━━━ Task input

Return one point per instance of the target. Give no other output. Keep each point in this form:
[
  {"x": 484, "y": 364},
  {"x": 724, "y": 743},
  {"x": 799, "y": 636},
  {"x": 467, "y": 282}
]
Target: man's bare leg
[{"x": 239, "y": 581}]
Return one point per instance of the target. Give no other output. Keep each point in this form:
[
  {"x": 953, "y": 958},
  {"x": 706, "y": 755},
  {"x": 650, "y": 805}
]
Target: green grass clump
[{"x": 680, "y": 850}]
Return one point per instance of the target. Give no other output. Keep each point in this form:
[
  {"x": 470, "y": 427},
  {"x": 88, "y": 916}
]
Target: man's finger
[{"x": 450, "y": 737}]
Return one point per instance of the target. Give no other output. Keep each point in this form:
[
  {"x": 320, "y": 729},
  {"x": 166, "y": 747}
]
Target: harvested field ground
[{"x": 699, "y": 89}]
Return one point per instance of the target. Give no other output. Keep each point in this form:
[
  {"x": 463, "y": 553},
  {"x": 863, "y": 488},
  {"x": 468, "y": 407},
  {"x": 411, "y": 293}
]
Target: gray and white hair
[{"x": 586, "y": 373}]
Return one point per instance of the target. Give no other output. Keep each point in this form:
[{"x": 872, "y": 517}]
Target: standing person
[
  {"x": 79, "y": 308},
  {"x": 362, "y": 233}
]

━━━━━━

- _What to work on_
Go through the records above and repeat each one exactly.

- _Answer box_
Return one point per instance of the target. Give no other output. Keep each point in this form:
[
  {"x": 484, "y": 364},
  {"x": 724, "y": 743},
  {"x": 799, "y": 636},
  {"x": 467, "y": 282}
]
Target: man's bare leg
[{"x": 239, "y": 581}]
Return one point per instance of the target. Give no other output. Keep each point in this form:
[
  {"x": 953, "y": 958},
  {"x": 706, "y": 755},
  {"x": 650, "y": 805}
]
Target: green grass clump
[{"x": 680, "y": 850}]
Return one point per instance of the target. Give no other output. Keep each point in this form:
[
  {"x": 470, "y": 427},
  {"x": 88, "y": 916}
]
Target: man's finger
[{"x": 450, "y": 737}]
Return one point per instance of the target. Give no other output. Keep each point in this form:
[
  {"x": 320, "y": 729},
  {"x": 166, "y": 747}
]
Target: harvested field ground
[{"x": 699, "y": 89}]
Return one point per instance of the target. Give no other output. Keep each point in this form:
[
  {"x": 463, "y": 553},
  {"x": 863, "y": 488},
  {"x": 468, "y": 407},
  {"x": 411, "y": 293}
]
Target: gray and white hair
[{"x": 586, "y": 373}]
Return one point per instance of the target. Give no other output. Keep each point in this form:
[{"x": 872, "y": 517}]
Target: standing person
[
  {"x": 79, "y": 308},
  {"x": 362, "y": 233}
]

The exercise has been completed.